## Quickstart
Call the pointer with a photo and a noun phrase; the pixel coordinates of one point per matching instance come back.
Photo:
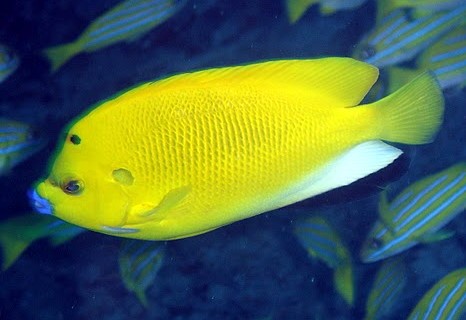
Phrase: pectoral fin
(149, 211)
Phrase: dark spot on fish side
(72, 187)
(75, 139)
(376, 243)
(368, 52)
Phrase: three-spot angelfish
(193, 152)
(417, 214)
(18, 141)
(445, 300)
(323, 242)
(125, 22)
(139, 263)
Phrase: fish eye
(75, 139)
(376, 243)
(72, 187)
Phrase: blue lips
(40, 204)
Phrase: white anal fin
(356, 163)
(360, 161)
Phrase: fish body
(9, 62)
(417, 213)
(193, 152)
(17, 234)
(323, 242)
(18, 141)
(125, 22)
(139, 261)
(445, 300)
(397, 38)
(446, 59)
(389, 282)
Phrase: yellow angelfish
(196, 151)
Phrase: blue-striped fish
(9, 62)
(17, 234)
(322, 242)
(421, 6)
(446, 59)
(388, 284)
(125, 22)
(139, 263)
(18, 141)
(417, 214)
(446, 300)
(397, 39)
(297, 8)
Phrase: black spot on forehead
(376, 243)
(74, 139)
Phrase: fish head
(382, 242)
(82, 188)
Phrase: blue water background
(248, 270)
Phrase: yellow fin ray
(148, 212)
(413, 114)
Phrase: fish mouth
(41, 205)
(119, 230)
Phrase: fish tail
(59, 55)
(344, 282)
(413, 114)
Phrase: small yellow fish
(445, 300)
(18, 141)
(125, 22)
(9, 62)
(188, 154)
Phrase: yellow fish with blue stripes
(397, 38)
(323, 242)
(139, 262)
(446, 59)
(125, 22)
(19, 232)
(193, 152)
(417, 214)
(445, 300)
(18, 141)
(388, 284)
(9, 62)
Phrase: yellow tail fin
(413, 114)
(59, 55)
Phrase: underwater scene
(183, 159)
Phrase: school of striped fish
(409, 38)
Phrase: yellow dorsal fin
(344, 81)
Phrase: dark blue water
(249, 270)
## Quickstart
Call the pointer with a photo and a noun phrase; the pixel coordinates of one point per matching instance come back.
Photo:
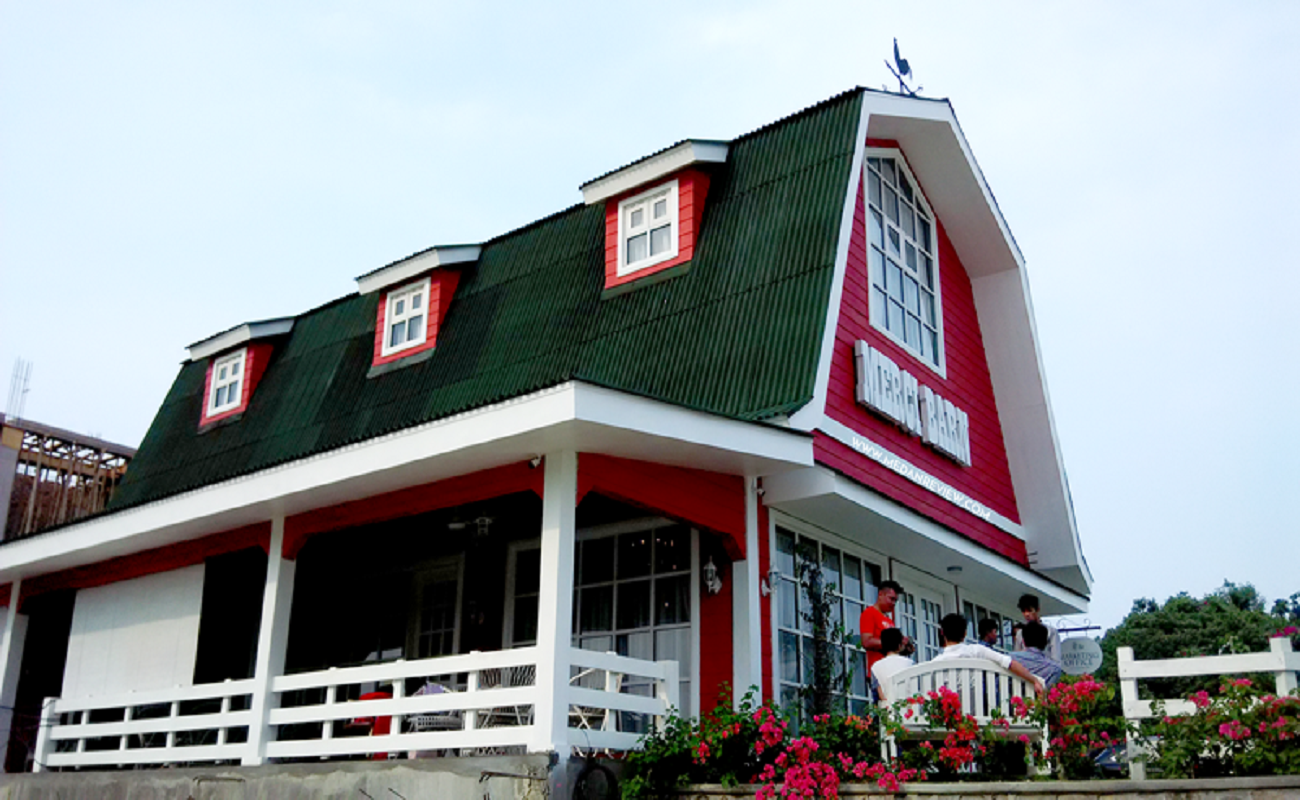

BRIEF:
With the pictures set aside, copy each line above as written.

EXERCISE RESULT:
## Quickstart
Call the pointer with a photo and a noun phrase; the pixel coordinates of one point per matching instance come back.
Photo:
Phrase: pectoral fin
(149, 211)
Phrase: dark spot on fish side
(72, 187)
(75, 139)
(376, 243)
(368, 52)
Phrase: three-spot angelfish
(193, 152)
(417, 214)
(18, 141)
(445, 300)
(323, 242)
(125, 22)
(139, 263)
Phrase: fish eye
(75, 139)
(376, 243)
(72, 187)
Phrase: blue lips
(40, 204)
Phrase: white anal fin
(356, 163)
(360, 161)
Phrase: fish body
(9, 62)
(417, 213)
(193, 152)
(17, 234)
(323, 242)
(18, 141)
(125, 22)
(139, 261)
(445, 300)
(397, 38)
(446, 59)
(389, 282)
Phrase: yellow angelfish
(196, 151)
Phrase: blue-striped fish
(9, 62)
(17, 234)
(322, 242)
(421, 6)
(446, 59)
(388, 284)
(125, 22)
(139, 263)
(18, 141)
(417, 214)
(446, 300)
(397, 39)
(297, 8)
Phrase: black spot on forehead
(376, 243)
(74, 139)
Phrase: fish head
(382, 242)
(82, 188)
Phrase: blue water background
(248, 270)
Phrase: yellow fin ray
(148, 212)
(413, 114)
Phrase: fish mouth
(41, 205)
(119, 230)
Phrase: fish tail
(59, 55)
(344, 282)
(413, 114)
Phrase: small yellow fish
(445, 300)
(18, 141)
(125, 22)
(9, 62)
(188, 154)
Phrase: yellow fish with blue stripes
(397, 38)
(323, 242)
(139, 262)
(446, 59)
(125, 22)
(19, 232)
(193, 152)
(417, 214)
(445, 300)
(18, 141)
(388, 284)
(9, 62)
Phrase: yellow tail fin
(413, 114)
(59, 55)
Phrase: underwater scene
(183, 159)
Phrase: school of striped fish
(409, 38)
Phrase: yellow dorsal fin
(344, 81)
Phrase: dark blue water
(249, 270)
## Quickstart
Call the pointer with a photo and a noun phrase; the pixel coordinates of one point per matching instance come back.
Photo:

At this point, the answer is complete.